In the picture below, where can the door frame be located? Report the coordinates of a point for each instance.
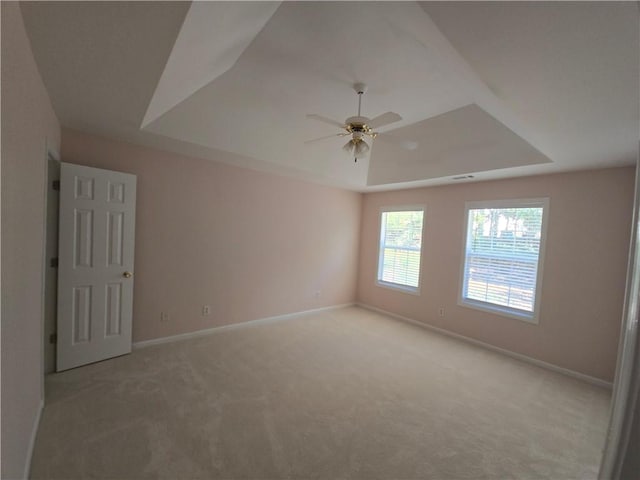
(50, 155)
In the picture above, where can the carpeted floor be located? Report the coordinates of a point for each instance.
(336, 395)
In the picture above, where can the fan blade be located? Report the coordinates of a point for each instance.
(390, 139)
(320, 118)
(384, 119)
(326, 137)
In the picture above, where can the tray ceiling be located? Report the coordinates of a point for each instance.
(488, 89)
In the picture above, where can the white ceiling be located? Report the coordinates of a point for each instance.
(491, 89)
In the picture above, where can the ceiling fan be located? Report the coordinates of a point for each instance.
(359, 127)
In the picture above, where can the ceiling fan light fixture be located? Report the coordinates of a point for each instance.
(356, 147)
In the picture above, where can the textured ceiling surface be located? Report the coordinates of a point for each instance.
(490, 89)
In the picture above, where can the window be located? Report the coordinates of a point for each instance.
(400, 243)
(503, 257)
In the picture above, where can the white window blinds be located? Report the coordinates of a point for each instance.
(502, 256)
(400, 244)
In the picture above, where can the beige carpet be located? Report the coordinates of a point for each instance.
(336, 395)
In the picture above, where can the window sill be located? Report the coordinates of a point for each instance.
(498, 310)
(399, 288)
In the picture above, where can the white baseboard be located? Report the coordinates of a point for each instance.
(549, 366)
(32, 440)
(234, 326)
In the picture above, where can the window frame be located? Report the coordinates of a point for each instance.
(396, 286)
(509, 312)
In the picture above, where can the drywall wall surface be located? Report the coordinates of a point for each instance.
(248, 244)
(29, 127)
(584, 268)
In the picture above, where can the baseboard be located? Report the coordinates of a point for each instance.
(549, 366)
(32, 440)
(234, 326)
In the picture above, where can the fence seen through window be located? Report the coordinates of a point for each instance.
(502, 253)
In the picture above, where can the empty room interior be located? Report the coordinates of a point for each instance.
(262, 240)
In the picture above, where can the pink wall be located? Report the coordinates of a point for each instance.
(584, 270)
(29, 126)
(249, 244)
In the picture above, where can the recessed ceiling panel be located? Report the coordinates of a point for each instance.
(465, 140)
(306, 60)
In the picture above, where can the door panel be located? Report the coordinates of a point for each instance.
(96, 252)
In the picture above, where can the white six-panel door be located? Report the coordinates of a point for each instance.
(95, 277)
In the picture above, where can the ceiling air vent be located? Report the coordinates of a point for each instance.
(463, 177)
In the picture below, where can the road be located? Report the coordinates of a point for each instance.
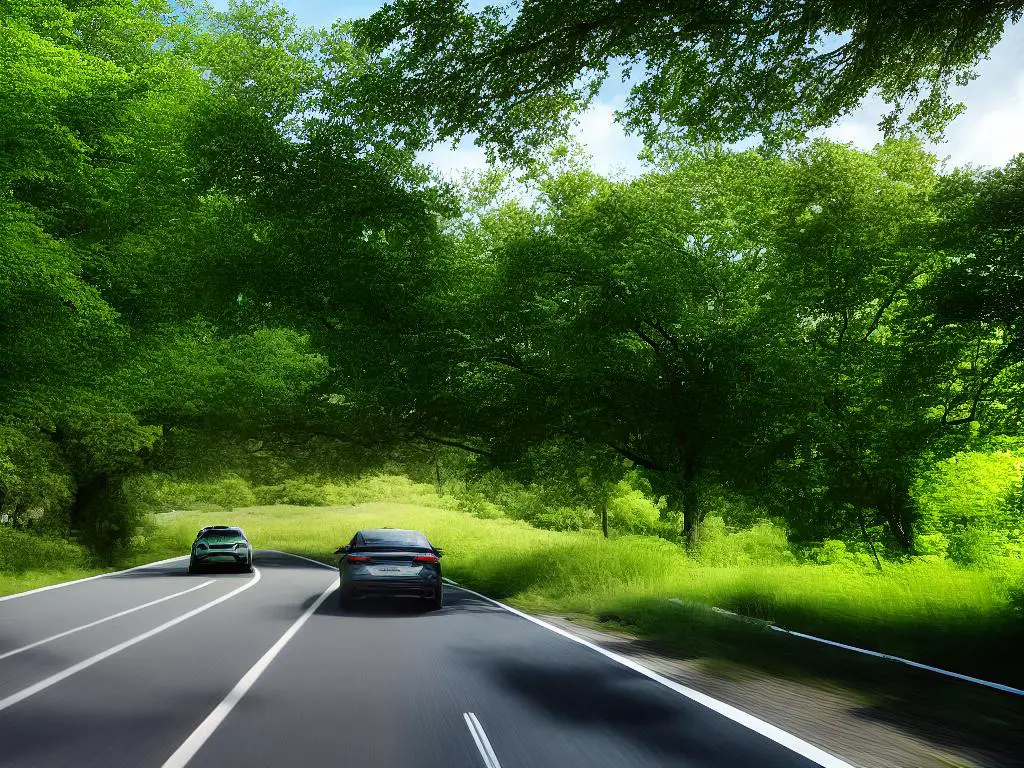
(153, 667)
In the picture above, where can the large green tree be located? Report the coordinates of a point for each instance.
(719, 71)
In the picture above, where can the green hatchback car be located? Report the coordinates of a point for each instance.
(220, 545)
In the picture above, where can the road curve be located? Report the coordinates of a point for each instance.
(154, 667)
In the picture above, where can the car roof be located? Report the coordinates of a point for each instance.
(404, 537)
(231, 528)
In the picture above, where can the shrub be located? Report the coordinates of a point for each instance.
(763, 544)
(564, 518)
(303, 494)
(832, 552)
(632, 512)
(970, 546)
(20, 551)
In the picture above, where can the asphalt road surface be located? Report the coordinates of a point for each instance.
(153, 667)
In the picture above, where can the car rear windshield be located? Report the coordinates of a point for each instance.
(402, 539)
(218, 532)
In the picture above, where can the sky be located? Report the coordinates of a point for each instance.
________________
= 题目详情 =
请把上面清单的每一行重写一遍，将每处“Report the coordinates of a point”换成“Give the coordinates of a point”，其余文字保持不变，答案里不要放图片。

= 任务解答 =
In the picture below, where can the door frame be located? Give the coordinates of a point for each instance.
(50, 155)
In the picture above, where can the carpeted floor be located? Give the coordinates of a point for each instance.
(336, 395)
In the picture above, where can the fan blade be located? Give the coordinates of a point for each instance.
(390, 139)
(320, 118)
(384, 119)
(326, 137)
In the picture above, where can the tray ceiling be located? Give the coordinates of a point for each instance.
(488, 89)
In the picture above, where can the white ceiling be located? Give the coordinates of a point for each instance.
(491, 89)
In the picture above, where can the ceiling fan be located? Give the coordinates of a point for each instance.
(359, 127)
In the picture above, where can the ceiling fan light fixture be located? Give the coordinates of a point for each instance.
(356, 147)
In the picture above, where can the textured ceiling surface be located? Give the coordinates of a point for each instance.
(490, 89)
In the picture above, where can the window be located? Give the coordinates of a point for each instance.
(400, 243)
(503, 257)
In the picture above, where can the white window blinds be located? Give the coordinates of a point for each instance.
(502, 256)
(400, 244)
In the picture above, where can the beige carpet be located? Give the coordinates of a point for each instance.
(336, 395)
In the picture above, where can the window sill be located? Give the coordinates of a point for each instance.
(498, 310)
(399, 288)
In the picture above, where can the white baseboard be located? Give the coordinates of a point for each instance.
(549, 366)
(32, 440)
(234, 326)
In the picture above, where can the window frame be located? Give the coordinates of a point for each instance.
(396, 286)
(509, 312)
In the picture above, where can the drywall wall surface be located? Give the coordinates of a point for each instance.
(248, 244)
(29, 127)
(584, 268)
In the picture above, where can the baseboard be located? Give the coordinates of a point for each instance.
(549, 366)
(32, 440)
(234, 326)
In the picture above, where can the fence seen through window be located? Give the coordinates of a point for each instance.
(502, 253)
In the picture above, where can the empty room interior be located? Give the coordinates of a point for each instance.
(262, 240)
In the picture above, where can the pink wall be located? Give the coordinates of a point for each instance.
(584, 270)
(29, 126)
(249, 244)
In the picture above, where can the recessed ceiling panel be located? Give the coordinates of a point for each instance.
(465, 140)
(306, 60)
In the picture above, where can the door panel be located? Give the coordinates of a point for each instance.
(96, 252)
In the picture above, where can the white six-panel door be located? Give the coordinates of a point for each instance.
(95, 277)
In the picture above, where can the ceiling air vent be located? Give the coordinates of a point for each instance.
(463, 177)
In the picture below, where can the road be located? Give the coordinates of a point for each instance.
(153, 667)
In the picture above, where can the large green tree be located? Give the coordinates of a point for each instance.
(719, 71)
In the picture above, where can the green hatchback car be located? Give the coordinates of a point for each instance.
(220, 545)
In the picture above, where can the road curve be located? Give the coordinates of a point for each instance.
(154, 667)
In the picture above, where can the car roof be located? Give the coordinates of a point for each instance.
(404, 537)
(231, 528)
In the picture above, where can the shrub be located? Give the coordinates of a point for each instance.
(763, 544)
(564, 518)
(303, 494)
(832, 552)
(632, 512)
(970, 546)
(20, 551)
In the picture above, where can the asphalt road surface be located? Give the coordinates of a point for each instance.
(153, 667)
In the picture above, where can the car rear windshield be located? Give the coordinates of a point for each instance.
(402, 539)
(218, 532)
In the picture above, where can the sky be located? Give the coordinates of a point for each instance.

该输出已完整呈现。